### What you have to do
Please set out the lines below as a numbered list, leaving out any blank lines.

### Material provided

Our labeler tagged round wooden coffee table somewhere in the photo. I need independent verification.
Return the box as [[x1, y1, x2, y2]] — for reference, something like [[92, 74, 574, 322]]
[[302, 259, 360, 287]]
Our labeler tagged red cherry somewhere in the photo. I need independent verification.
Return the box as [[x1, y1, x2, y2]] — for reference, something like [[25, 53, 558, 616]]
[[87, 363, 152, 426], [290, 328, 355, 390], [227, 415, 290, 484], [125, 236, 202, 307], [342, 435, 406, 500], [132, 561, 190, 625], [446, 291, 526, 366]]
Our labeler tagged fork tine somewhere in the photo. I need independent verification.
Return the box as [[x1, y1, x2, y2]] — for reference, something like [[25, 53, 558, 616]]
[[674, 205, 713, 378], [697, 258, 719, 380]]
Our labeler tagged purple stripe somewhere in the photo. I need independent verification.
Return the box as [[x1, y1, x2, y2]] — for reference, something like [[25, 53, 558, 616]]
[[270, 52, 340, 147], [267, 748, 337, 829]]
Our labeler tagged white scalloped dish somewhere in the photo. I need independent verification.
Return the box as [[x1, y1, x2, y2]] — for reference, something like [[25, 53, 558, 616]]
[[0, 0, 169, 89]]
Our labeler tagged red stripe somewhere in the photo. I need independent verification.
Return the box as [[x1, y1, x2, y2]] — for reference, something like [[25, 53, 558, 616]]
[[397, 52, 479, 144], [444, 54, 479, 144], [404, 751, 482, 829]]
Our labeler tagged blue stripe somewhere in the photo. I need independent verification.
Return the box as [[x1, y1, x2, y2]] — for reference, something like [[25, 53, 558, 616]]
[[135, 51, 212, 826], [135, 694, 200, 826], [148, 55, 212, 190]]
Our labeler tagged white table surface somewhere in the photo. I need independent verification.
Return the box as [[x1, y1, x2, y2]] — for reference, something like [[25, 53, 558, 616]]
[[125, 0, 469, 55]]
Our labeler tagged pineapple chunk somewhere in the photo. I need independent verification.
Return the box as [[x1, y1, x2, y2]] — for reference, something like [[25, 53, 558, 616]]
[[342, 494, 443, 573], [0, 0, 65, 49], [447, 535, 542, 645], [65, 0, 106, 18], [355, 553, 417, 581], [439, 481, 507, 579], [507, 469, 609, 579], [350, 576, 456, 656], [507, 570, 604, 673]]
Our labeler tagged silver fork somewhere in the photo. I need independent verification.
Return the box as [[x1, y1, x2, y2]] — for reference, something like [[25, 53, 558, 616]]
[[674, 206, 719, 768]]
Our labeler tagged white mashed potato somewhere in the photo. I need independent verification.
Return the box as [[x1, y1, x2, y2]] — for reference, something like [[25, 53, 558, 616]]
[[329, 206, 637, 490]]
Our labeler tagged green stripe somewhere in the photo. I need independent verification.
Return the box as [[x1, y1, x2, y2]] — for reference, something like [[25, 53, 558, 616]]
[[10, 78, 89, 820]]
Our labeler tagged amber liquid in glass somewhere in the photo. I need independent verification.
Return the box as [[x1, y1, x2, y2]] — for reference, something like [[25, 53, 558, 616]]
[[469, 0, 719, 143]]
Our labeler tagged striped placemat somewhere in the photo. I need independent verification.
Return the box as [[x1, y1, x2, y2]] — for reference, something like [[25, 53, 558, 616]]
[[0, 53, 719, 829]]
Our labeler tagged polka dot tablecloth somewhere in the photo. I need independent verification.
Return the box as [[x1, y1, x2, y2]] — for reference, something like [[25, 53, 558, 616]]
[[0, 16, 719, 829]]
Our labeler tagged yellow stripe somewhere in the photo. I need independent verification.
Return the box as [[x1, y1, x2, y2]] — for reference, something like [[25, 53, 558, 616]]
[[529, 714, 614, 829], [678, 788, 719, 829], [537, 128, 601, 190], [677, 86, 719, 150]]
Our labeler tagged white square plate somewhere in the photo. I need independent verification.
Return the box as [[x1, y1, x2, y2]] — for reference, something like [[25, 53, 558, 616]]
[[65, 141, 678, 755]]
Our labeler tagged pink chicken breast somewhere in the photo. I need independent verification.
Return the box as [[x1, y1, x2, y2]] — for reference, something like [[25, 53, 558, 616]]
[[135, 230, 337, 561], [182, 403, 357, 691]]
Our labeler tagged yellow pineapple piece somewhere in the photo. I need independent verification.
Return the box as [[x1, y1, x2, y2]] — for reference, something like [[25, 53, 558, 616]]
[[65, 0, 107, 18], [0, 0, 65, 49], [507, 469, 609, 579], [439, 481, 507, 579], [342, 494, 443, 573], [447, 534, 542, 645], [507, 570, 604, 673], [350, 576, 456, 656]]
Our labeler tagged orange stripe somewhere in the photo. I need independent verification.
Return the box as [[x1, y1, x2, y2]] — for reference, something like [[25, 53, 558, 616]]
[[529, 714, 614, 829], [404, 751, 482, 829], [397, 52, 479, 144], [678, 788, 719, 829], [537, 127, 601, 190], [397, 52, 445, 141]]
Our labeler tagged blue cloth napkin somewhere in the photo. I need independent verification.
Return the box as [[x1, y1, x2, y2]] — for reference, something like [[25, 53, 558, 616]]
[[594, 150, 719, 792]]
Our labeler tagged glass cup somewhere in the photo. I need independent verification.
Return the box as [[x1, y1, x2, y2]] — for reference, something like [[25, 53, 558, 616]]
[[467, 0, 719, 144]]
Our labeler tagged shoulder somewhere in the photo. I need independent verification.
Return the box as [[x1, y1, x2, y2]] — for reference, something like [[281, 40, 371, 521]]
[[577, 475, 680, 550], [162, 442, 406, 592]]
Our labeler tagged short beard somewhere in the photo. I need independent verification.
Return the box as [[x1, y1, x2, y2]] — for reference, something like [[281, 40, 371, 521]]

### Solution for this exercise
1. Our labeler tagged round wooden coffee table somewhere in the photo. I need independent verification.
2. Return the box as [[x1, y1, x2, y2]] — for reference, something like [[92, 74, 574, 322]]
3. [[302, 259, 360, 287]]
4. Our labeler tagged red cherry somewhere in the photo. I need independent verification.
5. Return the box as [[x1, y1, x2, y2]] — for reference, something like [[25, 53, 558, 616]]
6. [[87, 363, 152, 426], [290, 328, 355, 390], [227, 415, 290, 484], [125, 236, 202, 307], [342, 435, 406, 500], [132, 561, 190, 625], [446, 291, 526, 366]]
7. Our labeler tagged fork tine somewhere in the photo. I need independent verification.
8. Return the box as [[x1, y1, x2, y2]] — for reference, something like [[25, 53, 558, 616]]
9. [[674, 205, 713, 378], [697, 258, 719, 380]]
10. Our labeler tagged purple stripe somewhere in the photo. I need independent verification.
11. Return the box as [[x1, y1, x2, y2]] — for reference, something like [[25, 53, 558, 616]]
12. [[270, 52, 340, 147], [267, 748, 337, 829]]
13. Our labeler tagged white scalloped dish somewhere in the photo. I need independent verification.
14. Return the box as [[x1, y1, x2, y2]] — for reference, something like [[25, 53, 558, 616]]
15. [[0, 0, 169, 89]]
16. Our labeler tagged red stripe somewhere in the photo. I need independent verification.
17. Return the box as [[x1, y1, x2, y2]] — for reference, something like [[25, 53, 558, 616]]
18. [[397, 52, 479, 144], [444, 54, 479, 144], [404, 751, 482, 829]]
19. Our labeler tagged blue stripe somewhere in the photo. I need independent verification.
20. Return the box as [[x1, y1, x2, y2]] — for reference, something like [[25, 53, 558, 616]]
21. [[135, 51, 212, 826], [135, 694, 200, 826], [148, 55, 212, 190]]
22. Our labeler tagged white table surface somewhere in the photo. I need independent verification.
23. Return the box as [[x1, y1, x2, y2]] — for reference, something like [[25, 53, 558, 616]]
24. [[125, 0, 469, 55]]
25. Our labeler tagged pineapple chunk somewhere in the photo. I need independent verification.
26. Return the box as [[x1, y1, x2, y2]] — for reference, something like [[25, 53, 558, 616]]
27. [[342, 494, 443, 573], [0, 0, 65, 49], [447, 535, 542, 645], [65, 0, 106, 18], [355, 553, 417, 581], [439, 481, 507, 579], [507, 469, 609, 579], [350, 576, 456, 656], [507, 570, 604, 673]]
28. Our labeler tagged silver fork somewhere in the photo. I need independent verification.
29. Return the box as [[x1, y1, x2, y2]] — for reference, something like [[25, 53, 558, 616]]
30. [[674, 206, 719, 768]]
31. Our labeler tagged white mashed potato somewhere in the photo. I need independent verification.
32. Return the box as [[x1, y1, x2, y2]] — for reference, something like [[25, 53, 558, 616]]
33. [[329, 206, 637, 490]]
34. Our labeler tagged green stripe somewhere in the photo. I need independent verification.
35. Return the box as [[x1, y1, x2, y2]] — for reference, something like [[25, 53, 558, 616]]
36. [[10, 78, 89, 820]]
37. Our labeler tagged amber liquid in glass somewhere in the photo. I need independent verification.
38. Return the box as [[x1, y1, x2, y2]] — for reference, something like [[25, 53, 558, 616]]
39. [[469, 0, 719, 143]]
40. Our labeler tagged striped placemat somewhere in the photo. I need independent verification.
41. Return the box as [[x1, y1, x2, y2]] — for reference, something like [[25, 53, 558, 616]]
42. [[0, 53, 719, 829]]
43. Our labeler tagged polka dot tablecloth somewhere in the photo. I need independent verification.
44. Return the box as [[x1, y1, x2, y2]] — for reference, something like [[25, 53, 558, 616]]
45. [[0, 16, 719, 829]]
46. Our labeler tagged yellow stripe somewhere in the photo. I need independent verification.
47. Return the box as [[x1, y1, x2, y2]] — for reference, something like [[25, 53, 558, 616]]
48. [[529, 714, 614, 829], [678, 788, 719, 829], [537, 128, 601, 190], [677, 86, 719, 150]]
49. Our labeler tagged white square plate somewhere in the photo. I need independent verification.
50. Return the box as [[x1, y1, x2, y2]] — for reference, something like [[25, 53, 558, 616]]
51. [[65, 141, 678, 755]]
52. Our labeler tagged pink chicken breast somewhere in the photo. I need independent verification.
53. Return the box as [[x1, y1, x2, y2]] — for reference, something like [[25, 53, 558, 616]]
54. [[135, 230, 337, 561], [182, 403, 357, 691]]
55. Our labeler tagged yellow pineapple piece somewhere in the photo. I need independent verification.
56. Return the box as [[x1, y1, x2, y2]] — for reference, something like [[25, 53, 558, 616]]
57. [[65, 0, 107, 18], [0, 0, 65, 49], [507, 469, 609, 579], [439, 481, 507, 579], [342, 494, 443, 573], [447, 534, 542, 645], [507, 570, 604, 673], [350, 576, 456, 656]]
58. Our labeler tagged orange stripe somewhere in the photo. I need independent verification.
59. Return the box as [[x1, y1, x2, y2]] — for reference, something like [[25, 53, 558, 616]]
60. [[529, 714, 614, 829], [404, 751, 482, 829], [397, 52, 479, 144], [678, 788, 719, 829], [537, 127, 601, 190], [397, 52, 445, 141]]
61. Our labeler tagged blue cloth napkin somewhere in the photo. I need independent verification.
62. Return the box as [[x1, y1, x2, y2]] — for reference, something like [[25, 53, 558, 616]]
63. [[594, 150, 719, 792]]
64. Our labeler tagged glass cup somewhere in the photo. I need independent verification.
65. Return the box as [[x1, y1, x2, y2]] — for reference, something like [[25, 53, 558, 616]]
66. [[467, 0, 719, 144]]
67. Our labeler tagged shoulder somewhere in the photo. I need independent verification.
68. Return the box as [[x1, y1, x2, y2]] — for reference, something like [[281, 40, 371, 521]]
69. [[577, 475, 680, 550], [162, 442, 406, 592]]
70. Our labeler tagged short beard somewhere in the photo. I need independent verification.
71. Return the box as [[x1, y1, x2, y2]] — for reference, something like [[281, 40, 371, 521]]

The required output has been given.